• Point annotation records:
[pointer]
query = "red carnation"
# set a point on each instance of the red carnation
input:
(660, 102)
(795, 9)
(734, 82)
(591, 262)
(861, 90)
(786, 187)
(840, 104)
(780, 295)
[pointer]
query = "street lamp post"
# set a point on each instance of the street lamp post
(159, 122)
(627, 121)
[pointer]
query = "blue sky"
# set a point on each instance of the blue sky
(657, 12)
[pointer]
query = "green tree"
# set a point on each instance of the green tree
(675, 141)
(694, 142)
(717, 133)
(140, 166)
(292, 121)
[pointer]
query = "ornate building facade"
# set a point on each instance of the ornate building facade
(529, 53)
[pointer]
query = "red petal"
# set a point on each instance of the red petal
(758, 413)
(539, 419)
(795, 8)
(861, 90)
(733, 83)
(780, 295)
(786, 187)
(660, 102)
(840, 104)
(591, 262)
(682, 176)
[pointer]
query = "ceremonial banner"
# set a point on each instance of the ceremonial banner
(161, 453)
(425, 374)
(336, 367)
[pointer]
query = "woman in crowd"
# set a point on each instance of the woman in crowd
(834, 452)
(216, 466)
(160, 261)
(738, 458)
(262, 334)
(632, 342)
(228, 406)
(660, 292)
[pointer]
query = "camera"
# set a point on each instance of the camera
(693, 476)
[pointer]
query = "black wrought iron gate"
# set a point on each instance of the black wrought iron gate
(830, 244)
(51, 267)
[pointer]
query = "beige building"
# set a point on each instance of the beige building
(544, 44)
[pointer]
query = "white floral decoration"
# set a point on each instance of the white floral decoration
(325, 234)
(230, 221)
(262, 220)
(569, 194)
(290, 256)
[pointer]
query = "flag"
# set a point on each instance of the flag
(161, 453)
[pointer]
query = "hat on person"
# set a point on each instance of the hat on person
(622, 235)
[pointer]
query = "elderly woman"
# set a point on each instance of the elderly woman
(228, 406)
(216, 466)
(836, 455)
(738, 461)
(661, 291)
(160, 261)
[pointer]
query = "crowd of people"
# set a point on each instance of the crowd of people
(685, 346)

• Stated exercise:
Copy every item above line for line, leaving everything unchanged.

• Solved exercise:
[pointer]
query = "red carnation"
# set a point on each instance of the red carnation
input:
(660, 102)
(795, 9)
(734, 82)
(591, 262)
(861, 90)
(786, 187)
(840, 104)
(780, 295)
[pointer]
query = "street lamp post"
# set a point on each instance of the street lamp post
(159, 122)
(627, 121)
[pointer]
query = "blue sky"
# set a point on each instance of the blue sky
(657, 12)
[pointer]
query = "green tree"
# set a point on each instance of the green tree
(675, 141)
(694, 142)
(717, 133)
(140, 166)
(292, 121)
[pointer]
query = "ornate building facade"
# set a point on each instance of the ornate building facade
(529, 53)
[pointer]
query = "red petal"
# set a point on each instance of the red petal
(758, 413)
(539, 419)
(795, 8)
(861, 90)
(733, 83)
(780, 295)
(786, 187)
(660, 102)
(840, 104)
(591, 262)
(682, 176)
[pointer]
query = "ceremonial banner"
# set a point on each instance of the ceremonial banner
(161, 453)
(425, 374)
(336, 367)
[pointer]
query = "woman in crowd"
# set a point on each instance of the woman in crowd
(834, 452)
(216, 466)
(160, 261)
(738, 458)
(262, 334)
(632, 342)
(228, 406)
(660, 292)
[pointer]
query = "camera"
# set a point on each instance of the camera
(693, 476)
[pointer]
query = "black wrought iron gate"
# set a point on each instance of the black wrought iron gate
(830, 244)
(51, 267)
[pointer]
query = "beige building"
# set a point on each instance of the beige building
(544, 44)
[pointer]
query = "white floral decoration"
# set a point on each instance of the white floral decoration
(325, 234)
(230, 221)
(262, 220)
(569, 194)
(290, 256)
[pointer]
query = "flag"
# set a point on each instance of the flag
(161, 453)
[pointer]
query = "hat on person"
# set a point on each instance of the hat on person
(622, 235)
[pointer]
query = "elderly woman"
# set a point on each instance of the elderly woman
(228, 406)
(216, 466)
(836, 455)
(738, 461)
(661, 291)
(160, 261)
[pointer]
query = "crowd of people"
# set a point on each instance of the crowd of people
(685, 346)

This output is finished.